-- BEGIN DOCUMENT PASSAGE --
NHRA - National Hot Rod Association

Tech Specs: Inside the supercharged Chevrolet COPO Camaro

We’re taking a deep dive into the factory muscle cars, engineered in Detroit, and campaigned by NHRA Sportsman racers in the SAMTech.edu NHRA Factory Stock Showdown
13 Apr 2020
David Kennedy
Racing Technology
2020 Chevrolet COPO Camaro for NHRA Factory Stock

The muscle car gods were smiling down on NHRA drag racers when Ford, Dodge, and Chevy began offering supercharged ponycars from the factory. It started when GM reimagined its historic ZL1 engine code as a performance package for the fifth-generation Camaro street car—one that came with a 580-hp 6.2L LSA supercharged V-8. That same year also saw the 2012 COPO Camaro return as a purpose-built drag car for NHRA competition—which offered unique supercharged engine combinations with even more power.
-- END DOCUMENT PASSAGE --
In the Camaro article, list every automaker named in the paragraph that begins "The muscle car gods were smiling down." Use only the Camaro article to answer.
-- BEGIN DATASET RECORDS --
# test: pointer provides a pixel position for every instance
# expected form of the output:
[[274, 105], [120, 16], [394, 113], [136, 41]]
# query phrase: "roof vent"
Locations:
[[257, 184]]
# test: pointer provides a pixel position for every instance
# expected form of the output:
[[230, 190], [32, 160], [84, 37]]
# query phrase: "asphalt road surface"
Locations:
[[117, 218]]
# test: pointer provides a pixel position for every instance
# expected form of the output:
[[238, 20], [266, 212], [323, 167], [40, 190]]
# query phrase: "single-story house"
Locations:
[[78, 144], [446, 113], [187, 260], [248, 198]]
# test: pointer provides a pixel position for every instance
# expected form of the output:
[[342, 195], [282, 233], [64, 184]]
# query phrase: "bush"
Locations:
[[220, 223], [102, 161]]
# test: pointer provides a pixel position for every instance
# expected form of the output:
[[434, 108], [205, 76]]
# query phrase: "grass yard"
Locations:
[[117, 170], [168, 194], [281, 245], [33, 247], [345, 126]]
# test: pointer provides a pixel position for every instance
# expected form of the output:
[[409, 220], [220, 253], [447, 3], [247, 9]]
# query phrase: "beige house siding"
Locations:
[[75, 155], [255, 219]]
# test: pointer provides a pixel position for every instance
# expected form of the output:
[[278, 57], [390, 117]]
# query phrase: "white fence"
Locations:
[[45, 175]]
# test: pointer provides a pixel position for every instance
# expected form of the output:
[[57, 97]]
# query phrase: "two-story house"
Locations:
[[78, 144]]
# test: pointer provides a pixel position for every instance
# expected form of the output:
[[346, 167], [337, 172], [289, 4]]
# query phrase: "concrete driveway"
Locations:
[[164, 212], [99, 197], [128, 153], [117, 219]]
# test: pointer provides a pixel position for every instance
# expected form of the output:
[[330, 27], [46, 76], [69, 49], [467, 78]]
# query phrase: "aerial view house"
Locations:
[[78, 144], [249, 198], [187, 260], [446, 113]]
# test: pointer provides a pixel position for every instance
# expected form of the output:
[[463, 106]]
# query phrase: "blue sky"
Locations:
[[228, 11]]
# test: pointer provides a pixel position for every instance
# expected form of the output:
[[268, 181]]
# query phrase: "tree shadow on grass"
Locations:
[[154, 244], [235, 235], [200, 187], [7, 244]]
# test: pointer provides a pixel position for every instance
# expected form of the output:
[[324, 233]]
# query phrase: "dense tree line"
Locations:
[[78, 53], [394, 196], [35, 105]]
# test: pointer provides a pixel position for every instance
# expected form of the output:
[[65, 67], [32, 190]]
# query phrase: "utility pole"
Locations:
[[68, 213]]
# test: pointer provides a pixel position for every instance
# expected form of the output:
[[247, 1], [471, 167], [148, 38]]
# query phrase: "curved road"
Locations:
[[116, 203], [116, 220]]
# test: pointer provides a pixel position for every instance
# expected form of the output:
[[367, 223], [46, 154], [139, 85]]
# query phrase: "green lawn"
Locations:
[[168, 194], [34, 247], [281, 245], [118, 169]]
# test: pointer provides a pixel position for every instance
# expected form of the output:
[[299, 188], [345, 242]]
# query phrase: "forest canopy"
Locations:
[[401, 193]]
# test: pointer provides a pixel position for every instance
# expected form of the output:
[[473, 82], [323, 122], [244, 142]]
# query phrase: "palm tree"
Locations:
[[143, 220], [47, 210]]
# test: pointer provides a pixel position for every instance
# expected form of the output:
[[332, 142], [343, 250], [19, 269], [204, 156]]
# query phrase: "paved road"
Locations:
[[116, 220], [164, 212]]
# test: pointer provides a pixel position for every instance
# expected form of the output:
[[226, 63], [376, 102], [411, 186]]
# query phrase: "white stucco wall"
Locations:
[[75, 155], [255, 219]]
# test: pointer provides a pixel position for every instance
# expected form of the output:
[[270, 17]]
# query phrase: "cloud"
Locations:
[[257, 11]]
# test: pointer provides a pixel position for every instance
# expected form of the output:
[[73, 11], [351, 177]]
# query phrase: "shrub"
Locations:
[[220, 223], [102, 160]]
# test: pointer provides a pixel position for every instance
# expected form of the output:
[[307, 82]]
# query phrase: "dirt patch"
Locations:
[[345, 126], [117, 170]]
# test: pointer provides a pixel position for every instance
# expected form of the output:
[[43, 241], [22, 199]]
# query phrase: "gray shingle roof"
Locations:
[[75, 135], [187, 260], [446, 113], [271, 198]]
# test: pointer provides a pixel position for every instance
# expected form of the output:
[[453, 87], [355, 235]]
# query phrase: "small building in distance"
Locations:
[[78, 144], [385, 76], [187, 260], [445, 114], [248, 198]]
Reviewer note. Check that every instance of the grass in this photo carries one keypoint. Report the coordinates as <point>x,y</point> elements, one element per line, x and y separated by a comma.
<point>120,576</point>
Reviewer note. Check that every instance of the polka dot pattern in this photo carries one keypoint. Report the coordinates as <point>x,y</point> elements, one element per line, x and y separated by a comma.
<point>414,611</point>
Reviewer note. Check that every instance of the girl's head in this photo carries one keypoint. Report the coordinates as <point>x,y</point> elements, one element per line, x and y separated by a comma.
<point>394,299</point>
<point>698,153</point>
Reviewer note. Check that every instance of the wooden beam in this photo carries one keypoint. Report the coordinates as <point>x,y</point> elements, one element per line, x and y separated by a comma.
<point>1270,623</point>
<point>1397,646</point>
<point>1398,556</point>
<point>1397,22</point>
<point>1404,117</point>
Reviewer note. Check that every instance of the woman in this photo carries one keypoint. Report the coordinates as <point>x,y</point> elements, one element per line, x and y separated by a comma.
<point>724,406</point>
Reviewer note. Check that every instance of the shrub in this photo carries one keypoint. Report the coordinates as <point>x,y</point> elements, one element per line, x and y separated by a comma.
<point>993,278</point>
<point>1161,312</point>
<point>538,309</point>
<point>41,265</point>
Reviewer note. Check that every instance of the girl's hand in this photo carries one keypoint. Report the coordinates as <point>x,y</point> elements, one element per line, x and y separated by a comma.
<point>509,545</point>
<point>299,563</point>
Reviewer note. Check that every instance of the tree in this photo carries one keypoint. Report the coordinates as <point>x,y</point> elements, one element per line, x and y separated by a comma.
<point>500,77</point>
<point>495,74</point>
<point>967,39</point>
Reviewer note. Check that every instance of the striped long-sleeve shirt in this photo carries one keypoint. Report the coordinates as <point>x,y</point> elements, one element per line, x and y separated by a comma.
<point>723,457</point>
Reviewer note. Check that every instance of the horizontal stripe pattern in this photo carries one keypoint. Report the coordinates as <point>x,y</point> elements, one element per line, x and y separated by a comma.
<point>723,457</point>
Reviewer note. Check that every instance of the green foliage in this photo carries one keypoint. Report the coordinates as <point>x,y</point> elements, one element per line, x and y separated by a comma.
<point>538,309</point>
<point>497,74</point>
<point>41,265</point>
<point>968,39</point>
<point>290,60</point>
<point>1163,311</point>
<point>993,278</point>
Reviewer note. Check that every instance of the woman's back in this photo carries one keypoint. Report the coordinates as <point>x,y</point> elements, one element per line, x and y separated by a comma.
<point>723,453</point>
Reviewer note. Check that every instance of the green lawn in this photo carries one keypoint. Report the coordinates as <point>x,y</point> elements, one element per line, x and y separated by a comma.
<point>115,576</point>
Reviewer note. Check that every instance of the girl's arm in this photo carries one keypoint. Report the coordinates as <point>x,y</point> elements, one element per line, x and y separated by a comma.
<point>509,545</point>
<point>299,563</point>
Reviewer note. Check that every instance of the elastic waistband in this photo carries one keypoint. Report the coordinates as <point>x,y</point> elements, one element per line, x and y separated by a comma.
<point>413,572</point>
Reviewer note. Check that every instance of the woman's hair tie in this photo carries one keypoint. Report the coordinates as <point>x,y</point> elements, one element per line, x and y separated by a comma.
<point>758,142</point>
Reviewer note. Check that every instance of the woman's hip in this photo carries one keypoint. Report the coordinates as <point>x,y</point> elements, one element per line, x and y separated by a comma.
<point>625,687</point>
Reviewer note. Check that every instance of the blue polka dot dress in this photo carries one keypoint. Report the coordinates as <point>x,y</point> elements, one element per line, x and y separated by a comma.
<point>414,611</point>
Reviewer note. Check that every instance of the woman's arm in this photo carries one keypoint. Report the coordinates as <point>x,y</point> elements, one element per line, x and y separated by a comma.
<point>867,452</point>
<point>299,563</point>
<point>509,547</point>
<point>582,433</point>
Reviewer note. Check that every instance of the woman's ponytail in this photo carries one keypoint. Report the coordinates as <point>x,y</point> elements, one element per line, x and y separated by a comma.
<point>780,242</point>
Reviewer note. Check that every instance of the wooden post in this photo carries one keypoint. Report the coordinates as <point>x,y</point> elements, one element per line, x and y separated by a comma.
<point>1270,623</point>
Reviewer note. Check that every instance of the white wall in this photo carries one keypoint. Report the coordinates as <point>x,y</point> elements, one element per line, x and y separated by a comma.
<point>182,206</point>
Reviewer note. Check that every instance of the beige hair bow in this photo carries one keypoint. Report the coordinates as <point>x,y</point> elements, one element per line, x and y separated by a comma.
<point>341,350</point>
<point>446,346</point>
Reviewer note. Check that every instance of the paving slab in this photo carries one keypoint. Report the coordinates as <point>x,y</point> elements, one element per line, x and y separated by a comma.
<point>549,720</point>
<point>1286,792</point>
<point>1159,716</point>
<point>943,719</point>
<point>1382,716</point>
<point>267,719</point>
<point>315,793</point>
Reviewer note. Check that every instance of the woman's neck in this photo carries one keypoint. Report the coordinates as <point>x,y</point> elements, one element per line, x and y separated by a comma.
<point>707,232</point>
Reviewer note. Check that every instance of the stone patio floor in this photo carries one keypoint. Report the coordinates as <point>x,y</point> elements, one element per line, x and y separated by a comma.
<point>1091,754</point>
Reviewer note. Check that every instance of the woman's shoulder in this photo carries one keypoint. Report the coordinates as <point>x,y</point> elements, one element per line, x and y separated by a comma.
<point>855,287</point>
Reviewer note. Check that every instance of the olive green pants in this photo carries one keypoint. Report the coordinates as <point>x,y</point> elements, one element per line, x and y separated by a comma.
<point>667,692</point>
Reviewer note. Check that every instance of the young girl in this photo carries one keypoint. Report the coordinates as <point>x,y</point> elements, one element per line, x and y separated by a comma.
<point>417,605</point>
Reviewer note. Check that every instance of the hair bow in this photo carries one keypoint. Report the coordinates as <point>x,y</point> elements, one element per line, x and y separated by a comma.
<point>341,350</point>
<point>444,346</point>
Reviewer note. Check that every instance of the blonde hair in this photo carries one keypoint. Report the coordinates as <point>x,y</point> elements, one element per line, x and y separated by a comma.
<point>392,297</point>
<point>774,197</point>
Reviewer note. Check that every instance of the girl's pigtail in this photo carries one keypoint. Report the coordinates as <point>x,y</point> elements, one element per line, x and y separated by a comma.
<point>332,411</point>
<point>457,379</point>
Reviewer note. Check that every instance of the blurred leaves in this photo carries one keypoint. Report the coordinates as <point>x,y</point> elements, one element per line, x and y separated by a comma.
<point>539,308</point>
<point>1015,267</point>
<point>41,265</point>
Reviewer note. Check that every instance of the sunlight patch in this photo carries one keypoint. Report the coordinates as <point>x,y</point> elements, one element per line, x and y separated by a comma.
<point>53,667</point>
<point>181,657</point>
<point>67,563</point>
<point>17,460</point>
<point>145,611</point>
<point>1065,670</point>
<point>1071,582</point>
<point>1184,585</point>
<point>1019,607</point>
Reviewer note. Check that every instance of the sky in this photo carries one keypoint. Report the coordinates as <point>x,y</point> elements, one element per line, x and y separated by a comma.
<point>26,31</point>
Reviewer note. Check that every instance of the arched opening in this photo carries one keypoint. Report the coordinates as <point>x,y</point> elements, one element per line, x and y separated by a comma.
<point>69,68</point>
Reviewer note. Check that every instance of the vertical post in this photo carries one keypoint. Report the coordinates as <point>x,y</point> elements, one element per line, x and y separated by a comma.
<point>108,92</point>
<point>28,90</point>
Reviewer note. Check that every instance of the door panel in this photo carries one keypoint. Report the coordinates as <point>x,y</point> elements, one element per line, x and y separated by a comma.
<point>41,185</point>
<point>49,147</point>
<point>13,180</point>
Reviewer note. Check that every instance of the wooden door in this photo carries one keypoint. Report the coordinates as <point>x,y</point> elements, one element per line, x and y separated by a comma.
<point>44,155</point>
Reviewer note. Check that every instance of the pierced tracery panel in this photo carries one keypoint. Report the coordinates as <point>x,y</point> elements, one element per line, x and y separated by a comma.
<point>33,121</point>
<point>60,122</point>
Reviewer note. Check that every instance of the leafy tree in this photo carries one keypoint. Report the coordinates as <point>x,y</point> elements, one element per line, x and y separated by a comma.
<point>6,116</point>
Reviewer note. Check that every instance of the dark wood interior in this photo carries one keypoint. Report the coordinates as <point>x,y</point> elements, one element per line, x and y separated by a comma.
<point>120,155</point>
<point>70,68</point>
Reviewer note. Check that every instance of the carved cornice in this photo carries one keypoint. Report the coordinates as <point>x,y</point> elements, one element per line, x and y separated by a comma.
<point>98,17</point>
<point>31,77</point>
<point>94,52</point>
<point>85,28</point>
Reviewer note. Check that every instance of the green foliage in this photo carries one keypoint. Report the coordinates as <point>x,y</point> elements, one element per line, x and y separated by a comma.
-- END DATASET RECORDS --
### SOLUTION
Ford, Dodge, Chevy, GM